* Set task 1 *
Select every line of the records below that contains the word "blue".

* Supplied text *
* * * * * * *
CASE NUMBER: 29817/17

 

In the matter between:

 

SARAHA MMADITLHARE REAKGADI TEMANE              APPELLANT

 

AndO

 

MINISTER OF DEFENCE AND MILITARY VETREANS     FIRST RESPONDENT

THE CHIEF OF THE SA NATIONAL DEFENCE FORCE   SECOND RESPONDENT

SOUTH AFRICAN MILITARY OMBUD                                THIRD RESPONDENT


JUDGMENT

MAVUNDLA J;

[1]        The applicant approached this court seeking an order in terms of which:

1.1       the third respondent ' s findings and recommendations as published in Report Nr 12/ 2016 dated 7 June 2016 in so far as it does not correct the error as per prayer 2.2 below is reviewed and set aside; and

1.2       correcting the seniority of the applicant to the correct rank of Warrant Officer Class 1 as per initial grievance lodged;

1.3       staffing of the applicant in a post of Warrant Officer Class 1;

1.4       allocating the applicant's number on the SA Army Signal Formation Officer Class 1 Seniority list, in line with that of applicant's 1996 peers;

1.5       costs of suit on attorney and client scale;

1.6       Further and or alternative relief.
* * * * * * *
[Entries from a point annotation set]
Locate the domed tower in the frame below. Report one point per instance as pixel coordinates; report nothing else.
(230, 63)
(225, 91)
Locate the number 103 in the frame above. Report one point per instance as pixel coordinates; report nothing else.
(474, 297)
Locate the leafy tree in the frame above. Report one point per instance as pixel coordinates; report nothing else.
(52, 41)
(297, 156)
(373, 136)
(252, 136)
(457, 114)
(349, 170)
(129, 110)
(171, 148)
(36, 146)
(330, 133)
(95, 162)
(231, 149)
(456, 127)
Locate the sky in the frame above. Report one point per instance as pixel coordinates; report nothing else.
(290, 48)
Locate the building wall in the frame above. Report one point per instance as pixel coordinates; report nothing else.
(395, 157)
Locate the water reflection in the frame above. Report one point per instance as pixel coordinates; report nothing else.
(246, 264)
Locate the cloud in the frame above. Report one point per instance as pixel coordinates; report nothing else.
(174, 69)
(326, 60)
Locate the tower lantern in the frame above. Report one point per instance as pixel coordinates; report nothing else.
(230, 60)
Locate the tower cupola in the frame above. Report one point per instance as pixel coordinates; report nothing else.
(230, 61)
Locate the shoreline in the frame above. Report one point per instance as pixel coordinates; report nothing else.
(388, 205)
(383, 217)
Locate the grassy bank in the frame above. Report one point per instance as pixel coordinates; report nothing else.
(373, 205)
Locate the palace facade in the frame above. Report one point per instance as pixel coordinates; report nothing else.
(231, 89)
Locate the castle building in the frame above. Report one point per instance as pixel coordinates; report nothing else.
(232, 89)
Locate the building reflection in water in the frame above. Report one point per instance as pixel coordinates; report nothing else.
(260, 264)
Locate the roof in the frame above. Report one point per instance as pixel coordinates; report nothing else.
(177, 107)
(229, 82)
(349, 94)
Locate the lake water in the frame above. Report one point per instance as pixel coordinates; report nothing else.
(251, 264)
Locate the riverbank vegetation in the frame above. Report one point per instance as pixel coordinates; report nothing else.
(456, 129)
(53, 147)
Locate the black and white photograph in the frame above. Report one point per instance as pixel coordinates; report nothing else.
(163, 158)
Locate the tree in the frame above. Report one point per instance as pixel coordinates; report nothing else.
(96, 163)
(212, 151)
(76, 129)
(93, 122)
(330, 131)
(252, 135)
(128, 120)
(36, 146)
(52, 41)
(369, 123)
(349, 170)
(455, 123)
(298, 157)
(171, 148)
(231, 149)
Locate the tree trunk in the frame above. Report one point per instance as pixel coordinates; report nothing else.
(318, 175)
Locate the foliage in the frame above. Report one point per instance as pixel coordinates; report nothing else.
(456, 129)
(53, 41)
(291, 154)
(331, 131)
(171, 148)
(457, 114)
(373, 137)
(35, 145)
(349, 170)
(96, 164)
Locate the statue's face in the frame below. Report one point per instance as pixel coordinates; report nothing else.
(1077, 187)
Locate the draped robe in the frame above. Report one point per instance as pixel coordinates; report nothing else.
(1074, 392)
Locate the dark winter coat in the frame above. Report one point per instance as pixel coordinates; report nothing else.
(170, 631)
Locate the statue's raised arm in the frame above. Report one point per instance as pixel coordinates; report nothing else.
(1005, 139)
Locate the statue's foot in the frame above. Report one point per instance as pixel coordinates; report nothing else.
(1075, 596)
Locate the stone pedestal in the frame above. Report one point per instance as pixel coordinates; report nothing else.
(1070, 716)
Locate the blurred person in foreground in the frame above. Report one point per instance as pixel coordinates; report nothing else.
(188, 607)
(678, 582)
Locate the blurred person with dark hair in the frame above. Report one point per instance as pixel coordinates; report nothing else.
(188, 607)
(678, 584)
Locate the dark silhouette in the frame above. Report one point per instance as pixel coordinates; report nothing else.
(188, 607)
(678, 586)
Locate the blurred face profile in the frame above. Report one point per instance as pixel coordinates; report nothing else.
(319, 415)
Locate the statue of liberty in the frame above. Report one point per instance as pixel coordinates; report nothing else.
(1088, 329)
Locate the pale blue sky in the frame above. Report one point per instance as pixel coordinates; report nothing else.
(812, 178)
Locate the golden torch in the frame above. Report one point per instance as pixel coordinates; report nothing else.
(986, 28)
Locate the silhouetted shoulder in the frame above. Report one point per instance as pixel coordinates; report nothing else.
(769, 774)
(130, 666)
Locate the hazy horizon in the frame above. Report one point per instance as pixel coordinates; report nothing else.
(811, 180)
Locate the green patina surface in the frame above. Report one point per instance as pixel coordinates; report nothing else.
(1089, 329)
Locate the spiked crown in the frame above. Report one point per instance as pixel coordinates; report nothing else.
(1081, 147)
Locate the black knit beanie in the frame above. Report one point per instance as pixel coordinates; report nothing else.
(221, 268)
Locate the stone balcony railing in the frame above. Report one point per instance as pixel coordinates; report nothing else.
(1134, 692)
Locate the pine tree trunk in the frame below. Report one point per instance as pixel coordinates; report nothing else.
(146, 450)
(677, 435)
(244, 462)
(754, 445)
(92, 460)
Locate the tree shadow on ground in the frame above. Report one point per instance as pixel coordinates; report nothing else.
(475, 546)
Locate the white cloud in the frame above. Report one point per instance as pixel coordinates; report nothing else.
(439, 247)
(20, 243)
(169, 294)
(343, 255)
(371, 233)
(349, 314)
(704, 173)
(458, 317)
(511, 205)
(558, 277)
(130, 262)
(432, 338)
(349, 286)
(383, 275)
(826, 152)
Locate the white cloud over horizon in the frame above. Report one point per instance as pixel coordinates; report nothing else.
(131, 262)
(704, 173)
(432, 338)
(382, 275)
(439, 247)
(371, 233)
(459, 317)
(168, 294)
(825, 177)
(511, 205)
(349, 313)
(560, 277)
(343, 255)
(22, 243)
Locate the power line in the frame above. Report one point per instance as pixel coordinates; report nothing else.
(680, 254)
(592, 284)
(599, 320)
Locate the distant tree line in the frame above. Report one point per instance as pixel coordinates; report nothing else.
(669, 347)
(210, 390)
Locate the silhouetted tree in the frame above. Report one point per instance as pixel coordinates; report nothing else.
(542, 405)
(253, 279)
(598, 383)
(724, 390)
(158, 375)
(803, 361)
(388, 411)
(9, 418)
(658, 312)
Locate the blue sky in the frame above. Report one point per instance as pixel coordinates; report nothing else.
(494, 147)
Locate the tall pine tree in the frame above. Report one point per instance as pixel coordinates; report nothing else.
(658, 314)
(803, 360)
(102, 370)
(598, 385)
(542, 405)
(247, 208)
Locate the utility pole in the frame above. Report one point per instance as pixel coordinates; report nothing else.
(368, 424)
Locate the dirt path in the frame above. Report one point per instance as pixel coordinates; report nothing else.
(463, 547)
* * * * * * *
* Set task 2 *
Rewrite the judgment from "1.2       correcting the seniority" up to and including "or alternative relief.", replacing "Warrant Officer" with "Staff Sergeant".

* Task answer 1 *
Locate the pale blue sky in the frame above. Report one point per instance as pixel coordinates; report nothing else.
Locate the blue sky in the frame above. Report one point per instance as pixel coordinates; report nothing else.

* Task answer 2 *
1.2       correcting the seniority of the applicant to the correct rank of Staff Sergeant Class 1 as per initial grievance lodged;

1.3       staffing of the applicant in a post of Staff Sergeant Class 1;

1.4       allocating the applicant's number on the SA Army Signal Formation Officer Class 1 Seniority list, in line with that of applicant's 1996 peers;

1.5       costs of suit on attorney and client scale;

1.6       Further and or alternative relief.